* Instructions to follow:
Express each line of the rows below as a Markdown table with a Number column for the line's position and a Line column for its text, and leave out blank lines and the pictures.

Data extracted from a collection
··········
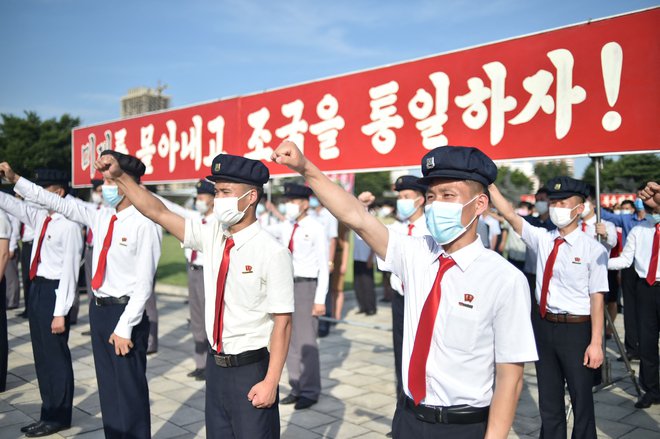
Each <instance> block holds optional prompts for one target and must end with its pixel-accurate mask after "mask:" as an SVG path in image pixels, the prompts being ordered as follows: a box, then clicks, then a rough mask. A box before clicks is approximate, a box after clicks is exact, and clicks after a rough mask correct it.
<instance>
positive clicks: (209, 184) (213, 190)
mask: <svg viewBox="0 0 660 439" xmlns="http://www.w3.org/2000/svg"><path fill="white" fill-rule="evenodd" d="M195 187H196V188H197V195H199V194H209V195H213V196H215V185H214V184H213V183H211V182H210V181H208V180H207V179H205V178H204V179H202V180H199V181H198V182H197V184H196V185H195Z"/></svg>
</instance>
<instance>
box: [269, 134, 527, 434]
mask: <svg viewBox="0 0 660 439" xmlns="http://www.w3.org/2000/svg"><path fill="white" fill-rule="evenodd" d="M272 158H273V161H275V162H276V163H278V164H282V165H286V166H288V167H289V168H291V169H292V170H294V171H296V172H298V173H300V174H301V175H302V176H303V177H305V180H306V181H307V183H308V184H309V185H310V187H311V188H312V189H313V190H314V192H315V193H316V195H317V196H318V197H319V200H320V201H321V202H322V203H323V204H324V205H325V206H326V207H327V208H328V210H330V212H331V213H332V214H333V215H335V216H336V217H337V219H338V220H339V221H341V222H344V223H345V224H347V225H348V226H349V227H350V228H352V229H353V230H354V231H355V232H356V233H358V234H360V236H362V238H363V239H364V240H365V241H366V242H367V243H368V244H369V246H370V247H371V248H372V249H373V250H374V251H375V253H376V255H378V257H380V258H381V259H384V260H385V262H386V263H387V264H388V266H389V267H390V268H391V269H392V272H393V273H394V274H396V275H397V276H399V277H400V278H401V280H402V281H403V284H404V286H405V290H404V294H406V298H405V327H404V340H403V359H402V365H403V374H402V375H403V389H404V392H405V394H406V398H405V400H404V402H403V404H404V407H405V409H404V410H399V411H397V412H396V413H395V417H394V423H393V437H395V438H399V439H405V438H410V437H414V438H418V439H425V438H437V437H452V438H483V437H484V436H485V437H497V438H506V437H507V435H508V433H509V430H510V428H511V424H512V422H513V418H514V415H515V410H516V404H517V401H518V398H519V396H520V391H521V388H522V380H523V365H524V362H526V361H534V360H536V358H537V355H536V349H535V346H534V339H533V335H532V328H531V324H530V322H529V319H528V318H527V316H528V315H529V312H530V301H529V291H528V288H527V286H526V284H527V283H526V281H525V279H524V277H523V276H522V274H521V273H520V272H519V271H517V270H516V269H515V267H513V266H512V265H511V264H509V263H508V262H507V261H506V260H504V259H503V258H502V257H501V256H499V255H498V254H496V253H495V252H492V251H490V250H487V249H485V248H484V247H483V245H482V244H481V240H479V239H478V237H477V234H476V221H475V220H476V219H477V217H478V216H479V215H481V214H482V213H483V212H484V211H485V210H486V209H487V207H488V195H486V193H485V187H486V185H488V184H489V183H492V182H493V181H494V180H495V177H496V175H497V168H496V167H495V164H494V163H493V162H492V160H490V159H489V158H488V157H487V156H485V155H484V154H483V153H482V152H481V151H479V150H477V149H476V148H464V147H451V146H445V147H440V148H436V149H434V150H432V151H430V152H429V153H428V154H427V155H426V156H425V157H424V158H423V159H422V173H423V175H424V178H423V179H421V182H422V183H428V185H429V188H428V191H427V192H426V204H427V206H426V222H427V226H429V232H430V233H431V235H432V236H426V237H409V236H404V235H400V234H397V233H394V232H390V231H389V230H388V229H387V228H386V227H385V226H384V225H383V224H381V223H380V221H378V219H377V218H375V217H373V216H371V215H370V214H369V213H368V212H366V211H365V210H364V208H363V207H362V205H361V203H360V202H359V201H358V200H357V199H356V198H355V197H353V196H351V195H350V194H348V193H346V192H345V191H344V190H343V189H341V188H340V187H338V186H337V185H335V184H333V183H332V182H331V181H330V180H329V179H328V178H327V177H326V176H325V175H323V173H322V172H321V171H320V170H319V169H318V168H317V167H316V166H314V164H313V163H311V162H310V161H309V160H308V159H307V158H305V157H304V156H303V155H302V153H301V152H300V150H299V149H298V148H297V147H296V146H295V144H293V143H292V142H289V141H285V142H283V143H282V144H281V145H280V146H279V147H278V148H277V149H276V150H275V151H274V153H273V156H272ZM446 214H449V216H447V217H446V218H444V219H443V217H445V215H446ZM438 302H439V303H438ZM436 315H437V319H436V318H435V317H436Z"/></svg>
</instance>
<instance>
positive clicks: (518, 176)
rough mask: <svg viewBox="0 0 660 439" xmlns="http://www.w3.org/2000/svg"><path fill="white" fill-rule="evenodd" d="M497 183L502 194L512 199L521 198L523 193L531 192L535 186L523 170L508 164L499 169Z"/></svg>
mask: <svg viewBox="0 0 660 439" xmlns="http://www.w3.org/2000/svg"><path fill="white" fill-rule="evenodd" d="M495 184H497V187H498V188H499V190H500V191H501V192H502V195H504V197H505V198H507V199H508V200H511V201H514V200H518V199H520V196H521V195H523V194H529V193H530V192H532V188H533V186H534V185H533V183H532V180H530V179H529V177H527V176H526V175H525V174H524V173H523V172H521V171H519V170H517V169H515V170H511V169H510V168H508V167H506V166H502V167H501V168H499V169H498V170H497V179H496V180H495ZM514 204H515V203H514Z"/></svg>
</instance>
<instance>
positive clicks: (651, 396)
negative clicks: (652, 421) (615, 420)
mask: <svg viewBox="0 0 660 439" xmlns="http://www.w3.org/2000/svg"><path fill="white" fill-rule="evenodd" d="M653 404H660V397H657V398H654V397H652V396H649V394H648V393H645V394H644V396H642V397H641V398H639V400H637V402H636V403H635V408H636V409H647V408H649V407H651V406H652V405H653Z"/></svg>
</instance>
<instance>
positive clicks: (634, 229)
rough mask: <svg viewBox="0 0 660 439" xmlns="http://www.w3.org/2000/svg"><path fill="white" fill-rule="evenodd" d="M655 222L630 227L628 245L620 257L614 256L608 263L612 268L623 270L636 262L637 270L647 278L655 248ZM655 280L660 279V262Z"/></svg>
mask: <svg viewBox="0 0 660 439" xmlns="http://www.w3.org/2000/svg"><path fill="white" fill-rule="evenodd" d="M654 234H655V224H651V223H650V221H644V222H643V223H640V224H639V225H636V226H635V227H633V228H632V229H630V233H628V239H627V240H626V245H625V247H623V251H622V252H621V255H620V256H619V257H618V258H612V259H610V260H609V261H608V263H607V268H609V269H610V270H621V269H623V268H628V267H630V266H631V265H632V264H633V261H634V262H635V271H636V272H637V274H638V275H639V277H641V278H642V279H646V275H647V274H648V270H649V264H650V262H651V251H652V250H653V236H654ZM655 280H656V282H657V281H660V263H658V268H657V271H656V273H655Z"/></svg>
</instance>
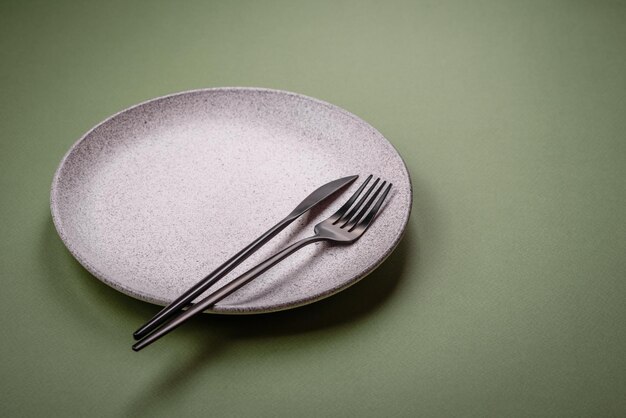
··········
* Expected answer:
| Number | Line |
|---|---|
| 1 | Each <instance> block holds optional prompts for one target and must end with its pixel-accurate mask after "mask:" as an SVG path in image pixels, the prompts being ordered as follows: a box, then clicks, then a rough mask. A box before clicks is approximate, a box after clicks is exact, and clicks after a rough mask correct it. |
| 2 | <instance> |
| 3 | positive clicks: (209, 184) (213, 190) |
| 4 | mask: <svg viewBox="0 0 660 439" xmlns="http://www.w3.org/2000/svg"><path fill="white" fill-rule="evenodd" d="M195 187H196V188H197V195H199V194H209V195H213V196H215V185H214V184H213V183H211V182H210V181H208V180H207V179H205V178H204V179H202V180H199V181H198V182H197V184H196V185H195Z"/></svg> |
| 5 | </instance> |
| 6 | <instance> |
| 7 | box: [269, 134, 527, 434] |
| 8 | mask: <svg viewBox="0 0 660 439" xmlns="http://www.w3.org/2000/svg"><path fill="white" fill-rule="evenodd" d="M272 158H273V161H275V162H276V163H278V164H282V165H286V166H288V167H289V168H291V169H292V170H294V171H296V172H298V173H300V174H301V175H302V176H303V177H305V180H306V181H307V183H308V184H309V185H310V187H311V188H312V189H313V190H314V192H315V193H316V195H317V196H318V197H319V200H320V201H321V202H322V203H323V204H324V205H325V206H326V207H327V208H328V210H330V212H331V213H332V214H333V215H335V216H336V217H337V219H338V220H339V221H341V222H344V223H345V224H347V225H348V226H349V227H350V228H352V229H353V230H354V231H355V232H356V233H358V234H360V236H362V238H363V239H364V240H365V241H366V242H367V243H368V244H369V246H370V247H371V248H372V249H373V250H374V251H375V253H376V255H378V257H380V258H381V259H384V260H385V262H386V263H387V264H388V266H389V267H390V268H391V269H392V272H393V273H394V274H396V275H397V276H399V277H400V278H401V280H402V281H403V284H404V286H405V290H404V294H406V298H405V327H404V340H403V359H402V365H403V374H402V375H403V389H404V392H405V394H406V398H405V400H404V402H403V404H404V407H405V409H404V410H399V411H397V412H396V413H395V417H394V423H393V437H395V438H399V439H405V438H410V437H414V438H418V439H425V438H437V437H452V438H483V437H484V436H485V437H497V438H506V437H507V435H508V433H509V430H510V428H511V424H512V422H513V418H514V415H515V410H516V404H517V401H518V398H519V396H520V391H521V388H522V380H523V365H524V362H526V361H534V360H536V358H537V355H536V349H535V346H534V339H533V335H532V328H531V324H530V322H529V319H528V318H527V316H528V315H529V312H530V301H529V291H528V288H527V286H526V284H527V283H526V281H525V279H524V277H523V276H522V274H521V273H520V272H519V271H517V270H516V269H515V267H513V266H512V265H511V264H509V263H508V262H507V261H506V260H504V259H503V258H502V257H501V256H499V255H498V254H496V253H495V252H492V251H490V250H487V249H485V248H484V247H483V245H482V244H481V240H479V239H478V237H477V234H476V221H475V220H476V219H477V217H478V216H479V215H481V214H482V213H483V212H484V211H485V210H486V209H487V207H488V195H486V193H485V187H486V185H488V184H489V183H492V182H493V181H494V180H495V177H496V175H497V168H496V167H495V164H494V163H493V162H492V160H490V159H489V158H488V157H487V156H485V155H484V154H483V153H482V152H481V151H479V150H477V149H476V148H464V147H451V146H445V147H440V148H436V149H434V150H432V151H430V152H429V153H428V154H427V155H426V156H425V157H424V158H423V159H422V173H423V175H424V178H423V179H421V182H422V183H428V185H429V188H428V191H427V192H426V204H427V206H426V222H427V226H429V232H430V233H431V235H432V236H426V237H409V236H404V235H400V234H397V233H394V232H390V231H389V230H388V229H387V228H386V227H385V226H384V225H383V224H381V223H380V221H378V219H377V218H375V217H373V216H371V215H370V214H369V213H368V212H366V211H365V210H364V208H363V207H362V205H361V203H360V202H359V201H358V200H357V199H356V198H355V197H353V196H351V195H350V194H348V193H346V192H345V191H344V190H343V189H341V188H340V187H338V186H337V185H335V184H333V183H332V182H331V181H330V180H329V179H328V178H327V177H326V176H325V175H323V173H322V172H321V171H320V170H319V169H318V168H317V167H316V166H314V164H313V163H311V162H310V161H309V160H308V159H307V158H305V157H304V156H303V155H302V153H301V152H300V150H299V149H298V148H297V147H296V146H295V144H293V143H292V142H289V141H285V142H283V143H282V144H281V145H280V146H279V147H278V148H277V149H276V150H275V151H274V153H273V156H272ZM446 214H449V216H447V217H446V218H444V219H443V217H445V215H446ZM438 302H439V303H438ZM436 315H437V319H436V318H435V317H436Z"/></svg> |
| 9 | </instance> |
| 10 | <instance> |
| 11 | positive clicks: (518, 176) |
| 12 | rough mask: <svg viewBox="0 0 660 439" xmlns="http://www.w3.org/2000/svg"><path fill="white" fill-rule="evenodd" d="M497 183L502 194L512 199L521 198L523 193L531 192L535 186L523 170L508 164L499 169Z"/></svg> |
| 13 | mask: <svg viewBox="0 0 660 439" xmlns="http://www.w3.org/2000/svg"><path fill="white" fill-rule="evenodd" d="M495 184H497V187H498V188H499V190H500V191H501V192H502V195H504V197H505V198H507V199H508V200H511V201H514V200H518V199H520V196H521V195H523V194H529V193H530V192H532V188H533V186H534V185H533V183H532V180H530V179H529V177H527V176H526V175H525V174H524V173H523V172H521V171H519V170H517V169H515V170H511V169H510V168H508V167H506V166H502V167H501V168H499V169H498V170H497V179H496V180H495ZM514 204H515V203H514Z"/></svg> |
| 14 | </instance> |
| 15 | <instance> |
| 16 | positive clicks: (651, 396) |
| 17 | negative clicks: (652, 421) (615, 420) |
| 18 | mask: <svg viewBox="0 0 660 439" xmlns="http://www.w3.org/2000/svg"><path fill="white" fill-rule="evenodd" d="M653 404H660V397H657V398H654V397H652V396H649V394H648V393H645V394H644V396H642V397H641V398H639V400H637V402H636V403H635V408H636V409H647V408H649V407H651V406H652V405H653Z"/></svg> |
| 19 | </instance> |
| 20 | <instance> |
| 21 | positive clicks: (634, 229) |
| 22 | rough mask: <svg viewBox="0 0 660 439" xmlns="http://www.w3.org/2000/svg"><path fill="white" fill-rule="evenodd" d="M655 222L630 227L628 245L620 257L614 256L608 263L612 268L623 270L636 262L637 270L647 278L655 248ZM655 280L660 279V262Z"/></svg> |
| 23 | mask: <svg viewBox="0 0 660 439" xmlns="http://www.w3.org/2000/svg"><path fill="white" fill-rule="evenodd" d="M654 234H655V224H651V223H650V221H644V222H643V223H640V224H639V225H636V226H635V227H633V228H632V229H630V233H628V239H627V240H626V245H625V247H623V251H622V252H621V255H620V256H619V257H618V258H612V259H610V260H609V261H608V263H607V268H609V269H610V270H621V269H623V268H628V267H630V266H631V265H632V264H633V261H634V262H635V271H636V272H637V274H638V275H639V277H641V278H642V279H646V275H647V274H648V270H649V264H650V262H651V251H652V250H653V236H654ZM655 280H656V282H657V281H660V263H658V268H657V271H656V273H655Z"/></svg> |
| 24 | </instance> |